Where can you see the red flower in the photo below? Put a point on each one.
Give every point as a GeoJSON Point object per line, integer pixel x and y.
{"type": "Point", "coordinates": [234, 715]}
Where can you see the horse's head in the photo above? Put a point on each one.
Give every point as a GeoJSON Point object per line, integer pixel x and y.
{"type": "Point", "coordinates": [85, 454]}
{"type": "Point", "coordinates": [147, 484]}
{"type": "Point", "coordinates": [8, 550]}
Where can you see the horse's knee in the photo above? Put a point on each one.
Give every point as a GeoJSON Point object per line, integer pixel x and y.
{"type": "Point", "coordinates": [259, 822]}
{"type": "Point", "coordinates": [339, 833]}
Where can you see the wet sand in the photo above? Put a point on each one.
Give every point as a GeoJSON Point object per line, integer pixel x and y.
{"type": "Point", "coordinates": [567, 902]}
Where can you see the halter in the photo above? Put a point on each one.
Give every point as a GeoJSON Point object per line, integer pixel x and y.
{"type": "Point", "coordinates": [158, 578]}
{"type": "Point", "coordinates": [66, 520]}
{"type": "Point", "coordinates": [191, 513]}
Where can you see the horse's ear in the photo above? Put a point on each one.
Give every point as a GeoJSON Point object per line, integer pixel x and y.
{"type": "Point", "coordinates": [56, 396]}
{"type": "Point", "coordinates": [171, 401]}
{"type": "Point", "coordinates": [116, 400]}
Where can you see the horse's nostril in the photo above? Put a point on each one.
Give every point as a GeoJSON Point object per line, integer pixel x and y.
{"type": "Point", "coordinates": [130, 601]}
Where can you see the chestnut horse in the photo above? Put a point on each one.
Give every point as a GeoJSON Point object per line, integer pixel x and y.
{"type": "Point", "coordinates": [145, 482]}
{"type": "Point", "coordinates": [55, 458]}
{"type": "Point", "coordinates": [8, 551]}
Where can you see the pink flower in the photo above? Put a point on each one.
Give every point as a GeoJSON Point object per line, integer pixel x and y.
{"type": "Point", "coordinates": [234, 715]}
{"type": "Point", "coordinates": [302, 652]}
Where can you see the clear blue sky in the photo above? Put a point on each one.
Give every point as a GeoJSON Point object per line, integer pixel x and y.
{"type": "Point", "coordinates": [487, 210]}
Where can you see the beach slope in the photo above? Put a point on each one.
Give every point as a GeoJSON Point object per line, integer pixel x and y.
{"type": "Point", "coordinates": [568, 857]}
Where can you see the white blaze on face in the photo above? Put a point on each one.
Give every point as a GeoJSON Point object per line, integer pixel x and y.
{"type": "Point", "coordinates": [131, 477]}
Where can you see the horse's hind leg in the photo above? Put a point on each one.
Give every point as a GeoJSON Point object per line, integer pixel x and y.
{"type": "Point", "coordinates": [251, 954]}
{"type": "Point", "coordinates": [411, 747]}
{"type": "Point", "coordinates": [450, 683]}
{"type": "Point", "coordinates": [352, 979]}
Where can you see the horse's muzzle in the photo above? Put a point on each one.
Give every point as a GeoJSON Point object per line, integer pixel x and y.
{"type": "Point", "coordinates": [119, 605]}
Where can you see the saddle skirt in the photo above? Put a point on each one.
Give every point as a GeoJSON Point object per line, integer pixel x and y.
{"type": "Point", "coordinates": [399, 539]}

○ ○ ○

### Problem requirements
Collect every line with the string "flower" from the records, and copy each.

### Expected answer
Where can you see the red flower in the photo below? Put a point on each one.
Where can you see the pink flower in the photo above? Put a point on each one.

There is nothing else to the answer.